— BEGIN —

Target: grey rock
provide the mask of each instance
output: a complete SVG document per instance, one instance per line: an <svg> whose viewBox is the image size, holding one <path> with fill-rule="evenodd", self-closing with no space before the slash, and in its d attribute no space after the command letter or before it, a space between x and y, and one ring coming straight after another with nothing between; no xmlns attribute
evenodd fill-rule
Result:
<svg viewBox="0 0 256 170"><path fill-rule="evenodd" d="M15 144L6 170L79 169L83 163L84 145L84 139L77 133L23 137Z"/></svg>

— END —

• Task instructions: Please rewrite all of the material above, swapping every occurrence of "instance" for "object" and leaving everything else unchanged.

• Expected output:
Target: grey rock
provide the mask of each object
output: a complete SVG document per object, one object per line: an <svg> whose viewBox is the image size, holding one <path> with fill-rule="evenodd", self-closing with no space before the slash, and in its d attribute no space after the command letter or before it, a space between x and y, and one ring coming straight after another with nothing between; no xmlns attribute
evenodd fill-rule
Result:
<svg viewBox="0 0 256 170"><path fill-rule="evenodd" d="M15 144L6 170L79 169L83 163L84 145L84 139L77 133L23 137Z"/></svg>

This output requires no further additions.